> _PASSAGE SHOWN_:
━━━━━━━━

Actually FJ, I would like to disagree with you, Racism is not just White to black. It exists with shades of variations. Sexism works both directions. Spousal abuse does not exist in a single direction, it exists in both directions.

Now, I Agree that statistics show there is a biased in all examples above.

MY opinion on these subjects.
 :asian:


----------



## Cryozombie

shesulsa said:
			
		

> Hence the firearm backup ... and my buddy behind you.


 Just remember... 

 You'd never see me coming...

 <poof>


----------



## FUZZYJ692000

Rich Parsons said:
			
		

> Actually FJ, I would like to disagree with you, Racism is not just White to black. It exists with shades of variations. Sexism works both directions. Spousal abuse does not exist in a single direction, it exists in both directions.
> 
> Now, I Agree that statistics show there is a biased in all examples above.
> 
> MY opinion on these subjects.
> :asian:



Sexism can also be reversed, if the society is a female dominated society...at least by the sociological definition of sexism.  and no racism isn't just a white/black thing, but then again in other countries there are different definitions of race too.  i was just looking at it as a US society, there's always an exception to every theory   then again this is the comedy cafe so nothing is taken too seriously and out of context here.  which is wonderful when we pokes fun at eachother.  like why is it that guys find it fun to play games like bloody knuckles or see who can hit their head the hardest on objects.  my younger brother is constantly doing stupid stuff like that.  maybe him and his friends are just abnormal.  i know my female friends and i never did anything like that.  this understanding the other gender is for the birds


----------



## Rich Parsons

FUZZYJ692000 said:
			
		

> Sexism can also be reversed, if the society is a female dominated society...at least by the sociological definition of sexism.  and no racism isn't just a white/black thing, but then again in other countries there are different definitions of race too.  i was just looking at it as a US society, there's always an exception to every theory   then again this is the comedy cafe so nothing is taken too seriously and out of context here.  which is wonderful when we pokes fun at eachother.  like why is it that guys find it fun to play games like bloody knuckles or see who can hit their head the hardest on objects.  my younger brother is constantly doing stupid stuff like that.  maybe him and his friends are just abnormal.  i know my female friends and i never did anything like that.  this understanding the other gender is for the birds



But sexism does exist. If a man walks into a beading class, does he not get treated differently? Does not a man who knits in the bar get treated differently, yet any woman doing these activities would not have a problme with it. In the first example, it would be women being sexist and discriminatory towards men. In teh second it could be either men or women being sexist.

━━━━━━━━

> _THINGS TO DO_:
a) List every user whose words are quoted in the forum thread on sexism and racism with the word "said:" after the name.
b) In the forum thread on sexism and racism, what does FUZZYJ692000 call the section where the discussion takes place?
c) Carry on the forum thread on sexism and racism, starting after its last post.

> _MATERIAL_:
━━━━━━━━

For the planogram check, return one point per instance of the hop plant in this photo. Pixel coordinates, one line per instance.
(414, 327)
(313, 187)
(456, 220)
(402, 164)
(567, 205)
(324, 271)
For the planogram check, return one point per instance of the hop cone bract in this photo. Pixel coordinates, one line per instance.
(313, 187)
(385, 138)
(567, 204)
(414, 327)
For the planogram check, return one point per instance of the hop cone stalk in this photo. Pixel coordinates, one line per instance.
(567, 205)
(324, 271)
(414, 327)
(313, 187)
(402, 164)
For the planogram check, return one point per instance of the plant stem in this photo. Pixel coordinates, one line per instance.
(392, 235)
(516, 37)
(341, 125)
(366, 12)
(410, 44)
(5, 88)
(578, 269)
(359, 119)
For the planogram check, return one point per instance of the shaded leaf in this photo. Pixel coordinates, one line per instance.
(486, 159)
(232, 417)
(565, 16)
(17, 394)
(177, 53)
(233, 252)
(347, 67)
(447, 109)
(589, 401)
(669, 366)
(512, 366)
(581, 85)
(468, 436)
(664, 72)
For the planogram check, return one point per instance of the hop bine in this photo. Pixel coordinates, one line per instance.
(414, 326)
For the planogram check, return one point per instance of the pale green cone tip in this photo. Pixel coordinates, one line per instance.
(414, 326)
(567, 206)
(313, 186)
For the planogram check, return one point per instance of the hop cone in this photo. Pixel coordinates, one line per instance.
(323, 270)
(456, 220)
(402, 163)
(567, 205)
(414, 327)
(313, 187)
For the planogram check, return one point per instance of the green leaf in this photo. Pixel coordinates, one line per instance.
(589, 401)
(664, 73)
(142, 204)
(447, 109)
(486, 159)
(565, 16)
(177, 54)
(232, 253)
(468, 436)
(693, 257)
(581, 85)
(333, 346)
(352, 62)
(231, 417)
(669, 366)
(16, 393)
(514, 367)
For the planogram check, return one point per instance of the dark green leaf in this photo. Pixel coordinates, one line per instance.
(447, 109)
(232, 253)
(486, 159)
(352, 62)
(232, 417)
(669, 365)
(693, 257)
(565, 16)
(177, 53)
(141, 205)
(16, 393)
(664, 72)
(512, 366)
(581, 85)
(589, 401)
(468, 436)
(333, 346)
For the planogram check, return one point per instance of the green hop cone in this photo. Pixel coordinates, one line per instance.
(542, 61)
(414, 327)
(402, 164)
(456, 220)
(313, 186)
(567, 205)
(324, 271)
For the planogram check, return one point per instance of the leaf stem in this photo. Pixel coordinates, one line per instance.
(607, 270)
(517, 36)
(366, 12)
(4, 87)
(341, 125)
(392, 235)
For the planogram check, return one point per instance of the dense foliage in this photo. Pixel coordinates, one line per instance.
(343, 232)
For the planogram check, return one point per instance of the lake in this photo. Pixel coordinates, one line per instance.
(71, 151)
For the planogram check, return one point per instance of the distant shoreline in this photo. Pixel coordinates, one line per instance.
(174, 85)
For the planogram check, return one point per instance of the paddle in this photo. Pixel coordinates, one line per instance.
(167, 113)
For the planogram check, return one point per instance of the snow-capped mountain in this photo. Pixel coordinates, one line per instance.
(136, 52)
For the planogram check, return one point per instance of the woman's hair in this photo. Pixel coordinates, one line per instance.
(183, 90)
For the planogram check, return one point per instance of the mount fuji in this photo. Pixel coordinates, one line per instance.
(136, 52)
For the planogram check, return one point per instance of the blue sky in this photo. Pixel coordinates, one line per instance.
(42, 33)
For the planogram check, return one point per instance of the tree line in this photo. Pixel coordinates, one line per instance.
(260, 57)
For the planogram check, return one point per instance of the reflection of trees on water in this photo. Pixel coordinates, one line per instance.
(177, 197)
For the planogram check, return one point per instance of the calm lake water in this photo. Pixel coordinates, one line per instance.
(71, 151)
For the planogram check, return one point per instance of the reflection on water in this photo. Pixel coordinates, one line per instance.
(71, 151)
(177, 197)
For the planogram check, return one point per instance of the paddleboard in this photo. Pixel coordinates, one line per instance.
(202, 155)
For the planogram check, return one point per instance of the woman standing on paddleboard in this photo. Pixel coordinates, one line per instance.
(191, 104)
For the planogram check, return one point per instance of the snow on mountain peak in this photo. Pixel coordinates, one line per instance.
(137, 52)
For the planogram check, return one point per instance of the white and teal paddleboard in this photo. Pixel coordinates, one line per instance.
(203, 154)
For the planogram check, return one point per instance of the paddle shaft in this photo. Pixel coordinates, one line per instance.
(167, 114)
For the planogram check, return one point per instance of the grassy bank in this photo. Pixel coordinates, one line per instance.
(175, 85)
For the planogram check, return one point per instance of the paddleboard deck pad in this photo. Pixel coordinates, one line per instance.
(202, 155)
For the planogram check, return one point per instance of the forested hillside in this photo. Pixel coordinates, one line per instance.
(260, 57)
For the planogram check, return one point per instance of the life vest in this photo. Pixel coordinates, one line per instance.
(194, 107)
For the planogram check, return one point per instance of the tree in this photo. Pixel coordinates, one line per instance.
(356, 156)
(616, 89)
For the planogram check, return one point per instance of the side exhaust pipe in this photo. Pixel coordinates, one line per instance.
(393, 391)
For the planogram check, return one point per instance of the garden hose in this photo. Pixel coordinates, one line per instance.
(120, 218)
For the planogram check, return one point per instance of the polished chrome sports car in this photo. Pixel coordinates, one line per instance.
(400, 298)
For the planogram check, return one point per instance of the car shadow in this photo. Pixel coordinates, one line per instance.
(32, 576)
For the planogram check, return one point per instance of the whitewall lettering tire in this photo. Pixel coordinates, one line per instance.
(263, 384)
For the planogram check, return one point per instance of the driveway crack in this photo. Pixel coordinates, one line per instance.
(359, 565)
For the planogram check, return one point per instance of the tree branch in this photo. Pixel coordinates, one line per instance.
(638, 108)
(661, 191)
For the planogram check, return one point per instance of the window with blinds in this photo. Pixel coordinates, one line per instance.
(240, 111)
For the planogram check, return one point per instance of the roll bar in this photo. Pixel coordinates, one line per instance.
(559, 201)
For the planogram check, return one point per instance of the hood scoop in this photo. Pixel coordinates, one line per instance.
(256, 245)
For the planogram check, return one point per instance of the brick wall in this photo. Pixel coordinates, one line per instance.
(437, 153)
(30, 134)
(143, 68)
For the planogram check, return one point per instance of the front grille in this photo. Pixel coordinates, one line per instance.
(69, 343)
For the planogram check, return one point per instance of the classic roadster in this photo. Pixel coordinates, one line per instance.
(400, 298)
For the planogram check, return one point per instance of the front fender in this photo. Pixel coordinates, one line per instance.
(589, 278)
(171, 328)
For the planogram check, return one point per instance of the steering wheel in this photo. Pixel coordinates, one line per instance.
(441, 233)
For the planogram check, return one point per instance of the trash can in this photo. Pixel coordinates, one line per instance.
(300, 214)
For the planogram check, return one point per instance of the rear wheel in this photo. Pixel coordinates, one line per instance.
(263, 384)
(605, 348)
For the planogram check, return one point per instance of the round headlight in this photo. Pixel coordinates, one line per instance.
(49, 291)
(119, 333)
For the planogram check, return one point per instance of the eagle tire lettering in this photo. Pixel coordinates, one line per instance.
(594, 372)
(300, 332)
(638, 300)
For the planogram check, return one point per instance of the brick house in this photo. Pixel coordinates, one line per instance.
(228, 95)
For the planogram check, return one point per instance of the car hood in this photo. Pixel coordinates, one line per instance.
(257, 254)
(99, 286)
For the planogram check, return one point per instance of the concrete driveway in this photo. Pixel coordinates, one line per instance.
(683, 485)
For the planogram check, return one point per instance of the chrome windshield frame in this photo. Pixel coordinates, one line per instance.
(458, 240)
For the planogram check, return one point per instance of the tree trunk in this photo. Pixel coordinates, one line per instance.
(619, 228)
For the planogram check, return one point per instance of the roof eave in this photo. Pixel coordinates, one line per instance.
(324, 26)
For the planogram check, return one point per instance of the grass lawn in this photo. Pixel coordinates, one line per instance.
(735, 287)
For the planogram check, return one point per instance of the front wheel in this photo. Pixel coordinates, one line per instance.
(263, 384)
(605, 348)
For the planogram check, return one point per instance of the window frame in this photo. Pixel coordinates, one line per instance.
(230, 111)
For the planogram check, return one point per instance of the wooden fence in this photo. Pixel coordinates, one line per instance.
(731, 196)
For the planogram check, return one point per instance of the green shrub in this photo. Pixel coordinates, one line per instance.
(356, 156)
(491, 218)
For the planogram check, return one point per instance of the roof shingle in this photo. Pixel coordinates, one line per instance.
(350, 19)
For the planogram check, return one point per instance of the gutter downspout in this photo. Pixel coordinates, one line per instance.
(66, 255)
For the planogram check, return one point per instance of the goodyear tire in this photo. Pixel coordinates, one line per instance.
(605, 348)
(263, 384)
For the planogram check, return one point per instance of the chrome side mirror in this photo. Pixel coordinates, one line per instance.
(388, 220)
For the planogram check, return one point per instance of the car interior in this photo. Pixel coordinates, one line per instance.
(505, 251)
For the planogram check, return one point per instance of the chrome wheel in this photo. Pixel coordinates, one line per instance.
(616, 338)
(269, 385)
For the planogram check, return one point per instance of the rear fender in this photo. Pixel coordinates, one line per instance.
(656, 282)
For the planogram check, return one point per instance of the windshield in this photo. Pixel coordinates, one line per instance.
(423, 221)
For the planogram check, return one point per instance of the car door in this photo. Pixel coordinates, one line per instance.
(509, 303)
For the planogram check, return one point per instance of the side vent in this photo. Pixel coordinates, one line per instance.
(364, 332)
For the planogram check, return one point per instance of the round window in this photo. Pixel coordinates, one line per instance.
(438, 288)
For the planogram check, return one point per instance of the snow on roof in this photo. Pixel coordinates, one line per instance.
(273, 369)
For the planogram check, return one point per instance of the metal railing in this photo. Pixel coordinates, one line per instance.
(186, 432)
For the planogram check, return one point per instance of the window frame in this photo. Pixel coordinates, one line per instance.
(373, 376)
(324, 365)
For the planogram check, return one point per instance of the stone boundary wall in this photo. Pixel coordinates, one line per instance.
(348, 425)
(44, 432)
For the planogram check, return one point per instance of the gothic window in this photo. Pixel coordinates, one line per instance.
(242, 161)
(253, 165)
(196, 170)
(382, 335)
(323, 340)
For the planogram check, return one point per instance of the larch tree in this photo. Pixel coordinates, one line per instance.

━━━━━━━━

> _RESPONSES FOR EACH TASK_:
a) shesulsa, Rich Parsons, FUZZYJ692000

b) The comedy cafe.

c)
I do not care if women do martial arts or play football. Or a guy wants to ply high school volley ball, (* which in my area is only female *), or what have you. Any separation or discrimination based upon sex can be called sexism. 

As to why guys do crazy things such as hit each other, one could say this is men being men, in proving their worth or strength in society even if theri society is no bigger than their local neighborhood.

And Yes, this is the comedy cafe, and yes I agree the Male Species can be different  . i.e. this poster


----------



## Sarah

Hope you guys arent getting your knickers in a twist here....this thread was just ment for some light hearted fun.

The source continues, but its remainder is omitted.